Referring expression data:
★ ★ ★ ★ ★ ★ ★

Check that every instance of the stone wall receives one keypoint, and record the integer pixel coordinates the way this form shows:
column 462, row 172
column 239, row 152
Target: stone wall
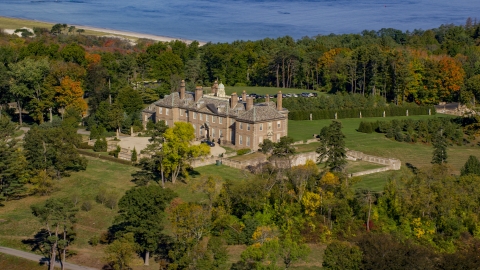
column 391, row 163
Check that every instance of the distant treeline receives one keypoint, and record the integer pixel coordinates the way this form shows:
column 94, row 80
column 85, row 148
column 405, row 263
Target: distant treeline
column 65, row 65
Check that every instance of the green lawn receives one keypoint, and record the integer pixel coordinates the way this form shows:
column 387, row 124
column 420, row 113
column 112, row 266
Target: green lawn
column 261, row 90
column 15, row 263
column 17, row 223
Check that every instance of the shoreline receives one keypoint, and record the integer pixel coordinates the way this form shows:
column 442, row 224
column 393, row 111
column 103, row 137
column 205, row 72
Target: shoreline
column 109, row 32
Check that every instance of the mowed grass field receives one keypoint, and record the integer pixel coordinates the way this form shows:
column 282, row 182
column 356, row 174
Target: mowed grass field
column 17, row 222
column 377, row 144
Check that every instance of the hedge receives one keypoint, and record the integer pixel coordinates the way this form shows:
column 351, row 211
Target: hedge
column 355, row 113
column 100, row 156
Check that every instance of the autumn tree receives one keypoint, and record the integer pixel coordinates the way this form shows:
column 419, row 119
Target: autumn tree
column 70, row 95
column 58, row 216
column 178, row 150
column 141, row 212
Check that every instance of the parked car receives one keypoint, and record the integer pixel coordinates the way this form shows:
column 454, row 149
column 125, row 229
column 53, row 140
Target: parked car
column 209, row 143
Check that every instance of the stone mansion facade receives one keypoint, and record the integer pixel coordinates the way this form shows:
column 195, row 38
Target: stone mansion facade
column 224, row 119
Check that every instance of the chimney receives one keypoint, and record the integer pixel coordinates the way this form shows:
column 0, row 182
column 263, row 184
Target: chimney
column 182, row 89
column 233, row 100
column 215, row 88
column 249, row 103
column 279, row 101
column 198, row 93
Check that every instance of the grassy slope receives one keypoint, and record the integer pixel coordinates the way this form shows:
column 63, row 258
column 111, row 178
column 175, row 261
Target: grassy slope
column 15, row 263
column 377, row 144
column 14, row 23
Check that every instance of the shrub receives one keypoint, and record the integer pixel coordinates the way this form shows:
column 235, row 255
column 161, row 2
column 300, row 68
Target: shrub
column 100, row 145
column 87, row 206
column 134, row 155
column 94, row 241
column 243, row 151
column 101, row 196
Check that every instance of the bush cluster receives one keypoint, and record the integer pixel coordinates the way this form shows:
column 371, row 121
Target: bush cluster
column 100, row 145
column 391, row 110
column 243, row 151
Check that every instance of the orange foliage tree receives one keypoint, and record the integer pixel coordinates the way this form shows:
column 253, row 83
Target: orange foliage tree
column 70, row 95
column 452, row 75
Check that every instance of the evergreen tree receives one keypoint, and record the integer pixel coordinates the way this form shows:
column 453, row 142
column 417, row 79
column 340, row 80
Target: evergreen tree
column 141, row 212
column 134, row 155
column 13, row 165
column 439, row 149
column 332, row 147
column 472, row 166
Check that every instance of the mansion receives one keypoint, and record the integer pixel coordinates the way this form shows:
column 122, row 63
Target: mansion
column 223, row 119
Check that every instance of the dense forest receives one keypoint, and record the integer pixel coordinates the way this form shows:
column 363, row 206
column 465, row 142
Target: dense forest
column 56, row 68
column 426, row 219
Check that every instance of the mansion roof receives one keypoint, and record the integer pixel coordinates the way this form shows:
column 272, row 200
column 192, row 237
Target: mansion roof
column 219, row 106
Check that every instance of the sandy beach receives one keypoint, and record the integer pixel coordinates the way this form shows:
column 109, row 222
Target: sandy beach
column 7, row 23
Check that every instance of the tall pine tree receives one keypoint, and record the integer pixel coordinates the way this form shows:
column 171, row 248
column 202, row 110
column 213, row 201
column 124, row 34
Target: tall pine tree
column 332, row 147
column 439, row 149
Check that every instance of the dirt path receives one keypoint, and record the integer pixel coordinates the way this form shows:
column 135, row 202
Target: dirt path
column 38, row 258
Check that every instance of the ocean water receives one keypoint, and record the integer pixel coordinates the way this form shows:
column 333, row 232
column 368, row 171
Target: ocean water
column 229, row 20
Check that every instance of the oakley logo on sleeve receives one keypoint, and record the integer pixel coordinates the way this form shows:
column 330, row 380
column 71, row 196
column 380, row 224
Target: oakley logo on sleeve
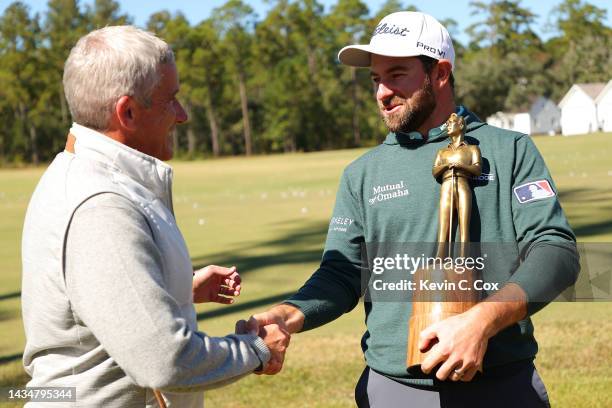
column 340, row 224
column 536, row 190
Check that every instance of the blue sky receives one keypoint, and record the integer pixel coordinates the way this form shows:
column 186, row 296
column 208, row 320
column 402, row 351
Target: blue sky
column 197, row 10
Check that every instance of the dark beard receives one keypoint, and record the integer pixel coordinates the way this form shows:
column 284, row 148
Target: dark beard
column 423, row 104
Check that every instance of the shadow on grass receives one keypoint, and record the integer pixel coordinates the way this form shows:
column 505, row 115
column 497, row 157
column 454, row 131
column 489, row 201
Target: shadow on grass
column 283, row 250
column 10, row 358
column 596, row 199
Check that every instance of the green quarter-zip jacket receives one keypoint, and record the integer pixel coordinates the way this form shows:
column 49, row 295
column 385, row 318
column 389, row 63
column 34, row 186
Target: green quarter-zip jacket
column 389, row 195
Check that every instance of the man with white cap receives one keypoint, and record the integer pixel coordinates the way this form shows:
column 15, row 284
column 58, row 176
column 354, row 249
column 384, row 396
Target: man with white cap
column 483, row 357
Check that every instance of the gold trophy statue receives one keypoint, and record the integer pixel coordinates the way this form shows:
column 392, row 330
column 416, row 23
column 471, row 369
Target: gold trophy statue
column 455, row 165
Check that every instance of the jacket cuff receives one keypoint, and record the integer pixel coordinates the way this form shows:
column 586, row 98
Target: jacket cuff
column 262, row 351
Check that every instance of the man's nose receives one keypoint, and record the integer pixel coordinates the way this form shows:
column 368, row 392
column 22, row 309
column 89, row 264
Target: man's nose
column 383, row 92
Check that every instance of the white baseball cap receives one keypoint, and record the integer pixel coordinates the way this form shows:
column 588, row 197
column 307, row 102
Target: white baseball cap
column 403, row 34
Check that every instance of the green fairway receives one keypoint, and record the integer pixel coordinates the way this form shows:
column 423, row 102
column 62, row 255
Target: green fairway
column 268, row 215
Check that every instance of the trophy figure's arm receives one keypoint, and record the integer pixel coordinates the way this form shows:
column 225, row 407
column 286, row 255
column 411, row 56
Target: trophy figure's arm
column 439, row 166
column 474, row 168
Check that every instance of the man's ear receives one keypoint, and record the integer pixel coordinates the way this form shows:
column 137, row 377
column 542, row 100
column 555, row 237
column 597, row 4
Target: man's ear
column 125, row 112
column 442, row 73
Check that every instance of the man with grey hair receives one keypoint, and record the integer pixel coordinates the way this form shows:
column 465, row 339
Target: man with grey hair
column 108, row 286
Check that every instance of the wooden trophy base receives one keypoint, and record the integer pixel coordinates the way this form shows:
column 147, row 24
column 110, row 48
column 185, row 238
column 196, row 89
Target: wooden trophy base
column 445, row 292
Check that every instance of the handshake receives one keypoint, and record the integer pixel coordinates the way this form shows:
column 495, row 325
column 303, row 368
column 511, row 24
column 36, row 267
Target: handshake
column 219, row 284
column 272, row 327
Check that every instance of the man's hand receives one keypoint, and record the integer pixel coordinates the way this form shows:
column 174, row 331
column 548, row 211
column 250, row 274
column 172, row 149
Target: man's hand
column 277, row 340
column 283, row 318
column 461, row 344
column 216, row 284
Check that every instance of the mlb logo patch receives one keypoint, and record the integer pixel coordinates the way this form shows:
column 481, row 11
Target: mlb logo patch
column 536, row 190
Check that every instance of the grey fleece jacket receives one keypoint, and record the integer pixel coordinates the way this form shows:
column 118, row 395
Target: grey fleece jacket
column 106, row 292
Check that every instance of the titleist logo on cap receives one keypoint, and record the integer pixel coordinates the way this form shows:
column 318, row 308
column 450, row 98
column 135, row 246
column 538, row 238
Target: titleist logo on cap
column 393, row 29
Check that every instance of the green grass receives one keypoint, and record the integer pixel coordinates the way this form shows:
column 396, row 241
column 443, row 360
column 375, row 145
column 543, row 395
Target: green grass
column 268, row 215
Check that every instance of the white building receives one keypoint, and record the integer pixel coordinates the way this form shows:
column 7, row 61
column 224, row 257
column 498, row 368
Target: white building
column 543, row 117
column 604, row 108
column 579, row 110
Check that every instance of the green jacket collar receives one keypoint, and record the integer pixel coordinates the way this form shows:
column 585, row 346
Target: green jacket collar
column 435, row 134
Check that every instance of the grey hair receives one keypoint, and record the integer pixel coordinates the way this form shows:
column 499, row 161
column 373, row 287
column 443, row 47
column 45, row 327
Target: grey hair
column 107, row 64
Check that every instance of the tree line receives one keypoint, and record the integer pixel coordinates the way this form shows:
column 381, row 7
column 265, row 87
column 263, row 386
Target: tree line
column 259, row 85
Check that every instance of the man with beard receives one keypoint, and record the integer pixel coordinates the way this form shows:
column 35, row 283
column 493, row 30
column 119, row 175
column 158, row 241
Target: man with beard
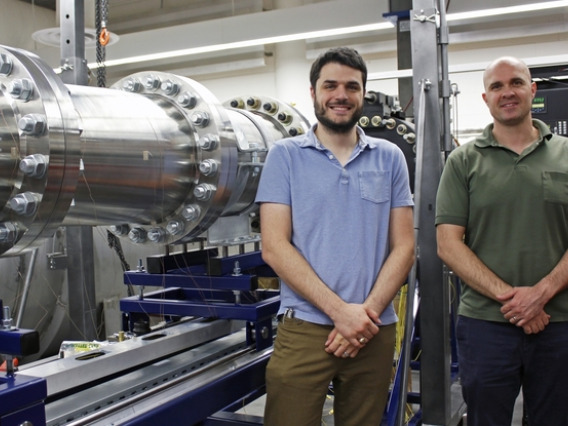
column 337, row 228
column 502, row 227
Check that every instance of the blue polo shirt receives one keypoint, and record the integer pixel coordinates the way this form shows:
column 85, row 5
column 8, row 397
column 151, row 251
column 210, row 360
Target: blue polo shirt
column 340, row 214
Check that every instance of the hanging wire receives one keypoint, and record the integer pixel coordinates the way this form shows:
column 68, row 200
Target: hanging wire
column 103, row 37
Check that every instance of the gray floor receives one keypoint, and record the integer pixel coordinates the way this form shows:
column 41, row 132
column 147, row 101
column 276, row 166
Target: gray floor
column 256, row 408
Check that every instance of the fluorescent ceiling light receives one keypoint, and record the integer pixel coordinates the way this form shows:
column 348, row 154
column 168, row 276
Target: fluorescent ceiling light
column 476, row 14
column 498, row 11
column 245, row 43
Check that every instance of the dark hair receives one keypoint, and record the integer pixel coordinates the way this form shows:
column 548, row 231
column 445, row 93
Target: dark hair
column 342, row 55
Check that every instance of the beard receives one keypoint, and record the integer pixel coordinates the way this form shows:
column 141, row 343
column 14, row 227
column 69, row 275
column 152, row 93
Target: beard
column 337, row 126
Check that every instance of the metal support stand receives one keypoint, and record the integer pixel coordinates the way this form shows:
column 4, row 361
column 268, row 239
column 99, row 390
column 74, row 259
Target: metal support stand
column 22, row 397
column 440, row 398
column 222, row 288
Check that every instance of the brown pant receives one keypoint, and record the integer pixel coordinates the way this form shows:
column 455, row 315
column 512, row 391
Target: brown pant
column 300, row 371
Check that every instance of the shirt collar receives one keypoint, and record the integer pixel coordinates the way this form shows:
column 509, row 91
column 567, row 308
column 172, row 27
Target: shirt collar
column 312, row 141
column 487, row 139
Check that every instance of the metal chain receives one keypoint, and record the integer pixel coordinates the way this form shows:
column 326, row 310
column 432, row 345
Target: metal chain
column 101, row 14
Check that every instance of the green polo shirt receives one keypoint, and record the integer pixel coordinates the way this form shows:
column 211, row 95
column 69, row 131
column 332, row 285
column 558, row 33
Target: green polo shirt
column 515, row 211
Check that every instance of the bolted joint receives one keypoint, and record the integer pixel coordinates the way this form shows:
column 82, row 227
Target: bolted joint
column 24, row 204
column 8, row 232
column 120, row 230
column 209, row 142
column 187, row 100
column 175, row 227
column 32, row 124
column 21, row 89
column 34, row 165
column 204, row 191
column 5, row 64
column 152, row 82
column 137, row 235
column 208, row 167
column 156, row 235
column 170, row 88
column 132, row 85
column 200, row 119
column 191, row 213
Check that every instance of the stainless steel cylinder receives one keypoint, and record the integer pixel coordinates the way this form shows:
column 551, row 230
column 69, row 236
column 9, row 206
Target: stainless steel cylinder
column 156, row 157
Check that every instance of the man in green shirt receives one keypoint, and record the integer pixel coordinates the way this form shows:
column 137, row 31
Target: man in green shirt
column 502, row 227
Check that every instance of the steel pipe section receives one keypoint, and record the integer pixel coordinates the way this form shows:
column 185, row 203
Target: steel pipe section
column 156, row 157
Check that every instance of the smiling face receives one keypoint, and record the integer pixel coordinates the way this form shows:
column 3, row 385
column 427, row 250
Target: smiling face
column 509, row 91
column 338, row 97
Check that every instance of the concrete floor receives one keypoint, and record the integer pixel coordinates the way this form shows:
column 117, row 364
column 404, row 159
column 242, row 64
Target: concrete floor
column 256, row 408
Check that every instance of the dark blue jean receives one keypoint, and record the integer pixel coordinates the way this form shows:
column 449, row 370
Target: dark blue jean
column 497, row 359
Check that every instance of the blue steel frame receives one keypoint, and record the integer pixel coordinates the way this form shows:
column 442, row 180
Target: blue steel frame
column 215, row 289
column 21, row 397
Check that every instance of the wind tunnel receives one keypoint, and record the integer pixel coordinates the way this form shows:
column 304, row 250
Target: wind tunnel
column 157, row 158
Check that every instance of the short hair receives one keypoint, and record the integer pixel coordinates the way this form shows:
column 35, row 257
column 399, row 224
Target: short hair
column 341, row 55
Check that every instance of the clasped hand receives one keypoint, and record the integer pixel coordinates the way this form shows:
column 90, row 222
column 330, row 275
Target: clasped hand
column 353, row 328
column 524, row 307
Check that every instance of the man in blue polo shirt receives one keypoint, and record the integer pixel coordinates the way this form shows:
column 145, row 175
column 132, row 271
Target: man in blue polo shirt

★ ★ ★ ★ ★ ★ ★

The response should consist of the lines above from the first through the one containing "Check that every instance of the mowed", transcribed exactly, with every picture left out.

Check that every instance of the stone wall receives one keypoint, and record the integer pixel coordinates the way this form shows:
column 462, row 172
column 239, row 152
Target: stone wall
column 391, row 163
Check that every instance of the distant treeline receives one keypoint, and record the integer pixel coordinates the way this form shows:
column 94, row 80
column 85, row 148
column 405, row 263
Target: distant treeline
column 65, row 65
Check that every instance of the green lawn receives one keypoint, and record the integer pixel coordinates the way this form shows:
column 387, row 124
column 420, row 113
column 112, row 266
Target: green lawn
column 261, row 90
column 15, row 263
column 17, row 223
Check that every instance of the shoreline receives one keypoint, and record the integer pixel coordinates the way this form shows:
column 442, row 224
column 393, row 111
column 103, row 137
column 205, row 72
Target: shoreline
column 109, row 32
Check that every instance of the mowed grass field receives one keypoint, and record the integer pixel coordinates the way this form shows:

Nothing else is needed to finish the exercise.